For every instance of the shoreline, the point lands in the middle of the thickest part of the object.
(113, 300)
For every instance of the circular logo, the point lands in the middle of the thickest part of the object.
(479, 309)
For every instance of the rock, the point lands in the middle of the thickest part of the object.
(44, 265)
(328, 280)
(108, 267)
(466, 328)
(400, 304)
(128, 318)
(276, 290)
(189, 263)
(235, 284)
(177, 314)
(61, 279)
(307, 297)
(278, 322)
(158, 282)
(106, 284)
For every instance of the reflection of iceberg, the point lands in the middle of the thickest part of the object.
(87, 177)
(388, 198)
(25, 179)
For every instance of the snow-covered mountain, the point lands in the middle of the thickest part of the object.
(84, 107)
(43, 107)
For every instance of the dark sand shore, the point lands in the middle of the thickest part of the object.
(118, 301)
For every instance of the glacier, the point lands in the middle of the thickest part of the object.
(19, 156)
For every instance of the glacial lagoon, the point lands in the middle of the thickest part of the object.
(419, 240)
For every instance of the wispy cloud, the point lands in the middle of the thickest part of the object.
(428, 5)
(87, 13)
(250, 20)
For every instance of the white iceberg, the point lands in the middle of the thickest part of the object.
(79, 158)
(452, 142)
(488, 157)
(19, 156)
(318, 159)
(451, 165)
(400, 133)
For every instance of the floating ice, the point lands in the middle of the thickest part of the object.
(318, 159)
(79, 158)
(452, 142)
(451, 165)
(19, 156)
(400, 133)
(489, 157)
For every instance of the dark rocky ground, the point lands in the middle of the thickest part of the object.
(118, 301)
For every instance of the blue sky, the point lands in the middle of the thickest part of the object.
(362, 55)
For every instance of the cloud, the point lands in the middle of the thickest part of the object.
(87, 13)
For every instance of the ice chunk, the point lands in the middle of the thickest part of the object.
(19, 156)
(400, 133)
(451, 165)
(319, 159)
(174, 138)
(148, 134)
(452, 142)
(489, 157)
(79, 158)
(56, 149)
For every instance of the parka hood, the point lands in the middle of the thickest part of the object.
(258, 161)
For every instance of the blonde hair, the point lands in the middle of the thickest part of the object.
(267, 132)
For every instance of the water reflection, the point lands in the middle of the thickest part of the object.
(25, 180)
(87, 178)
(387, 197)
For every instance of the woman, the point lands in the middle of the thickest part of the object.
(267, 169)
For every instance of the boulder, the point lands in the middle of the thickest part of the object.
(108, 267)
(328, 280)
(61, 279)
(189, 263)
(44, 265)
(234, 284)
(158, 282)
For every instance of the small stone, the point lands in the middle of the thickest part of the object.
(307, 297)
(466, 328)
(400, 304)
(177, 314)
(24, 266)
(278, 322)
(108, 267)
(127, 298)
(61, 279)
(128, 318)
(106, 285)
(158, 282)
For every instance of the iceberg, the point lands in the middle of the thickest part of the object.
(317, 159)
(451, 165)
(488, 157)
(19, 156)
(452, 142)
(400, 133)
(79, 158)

= = = = =

### What is needed:
Repeat all of the material above word for word, keeping every line in its original order.

### Correct response:
For every instance of the shoreline, the point lands in the middle of the thickest part of the object.
(113, 300)
For every instance of the circular logo, the point lands in the middle of the thickest part of the object.
(479, 309)
For every instance of the rock, the point lands in the middle of the thickest part of the object.
(44, 265)
(328, 280)
(108, 267)
(466, 328)
(400, 304)
(128, 318)
(276, 290)
(189, 263)
(235, 284)
(177, 314)
(61, 279)
(307, 297)
(278, 322)
(158, 282)
(106, 284)
For every instance of the reflection of iceberg, the point lands in the middle of the thickest part of the object.
(87, 177)
(388, 198)
(25, 179)
For every instance of the snow-covered mountain, the point lands in the middle of the thickest part of the object.
(84, 107)
(43, 107)
For every instance of the dark sand shore, the point lands in the middle of the thickest part of the object.
(118, 301)
For every instance of the glacier, the point lands in the middle of the thickest part of the object.
(19, 156)
For every instance of the glacial lagoon, the point lands in the middle of the thickest part of the object.
(419, 240)
For every instance of the wispy cloud, the point lands in the middle of the thickest part of the object.
(428, 5)
(87, 13)
(250, 20)
For every instance of the white iceberg, the point lands in the middle of the thickest part of the object.
(79, 158)
(452, 142)
(488, 157)
(19, 156)
(318, 159)
(451, 165)
(400, 133)
For every instance of the floating ice, the point lands in the middle of the thickest part of the object.
(318, 159)
(79, 158)
(452, 142)
(451, 165)
(19, 156)
(400, 133)
(489, 157)
For every instance of the dark rocky ground, the point lands in the middle of the thickest part of the object.
(118, 301)
For every instance of the blue sky, the point lands in the middle of the thickest part of the object.
(362, 55)
For every instance of the cloud, the point lands in the middle of the thickest part of the object.
(87, 13)
For every instance of the ice chunk, the point lands in the middle of the thickest part of the object.
(19, 156)
(400, 133)
(451, 165)
(319, 159)
(174, 138)
(148, 134)
(452, 142)
(489, 157)
(79, 158)
(56, 149)
For every instance of the parka hood, the point lands in the middle of the thickest part of the object.
(258, 161)
For every instance of the blonde hair, the point lands in the middle of the thickest part of the object.
(267, 132)
For every instance of the water reflection, the point lands in the middle of the thickest part of the object.
(25, 180)
(87, 178)
(387, 197)
For every instance of the woman, the point lands in the middle of the thickest part of the object.
(267, 169)
For every instance of the boulder, the point lands in the middle of the thickest part of the object.
(108, 267)
(328, 280)
(61, 279)
(189, 263)
(44, 265)
(234, 284)
(158, 282)
For every instance of the small stone, the point lands in the middle of the thickest part of the object.
(307, 297)
(466, 328)
(400, 304)
(177, 314)
(24, 266)
(278, 322)
(108, 267)
(127, 298)
(61, 279)
(128, 318)
(106, 285)
(158, 282)
For every instance of the iceberg, the point lands in the middle of the thickest part of the object.
(317, 159)
(451, 165)
(488, 157)
(19, 156)
(452, 142)
(400, 133)
(79, 158)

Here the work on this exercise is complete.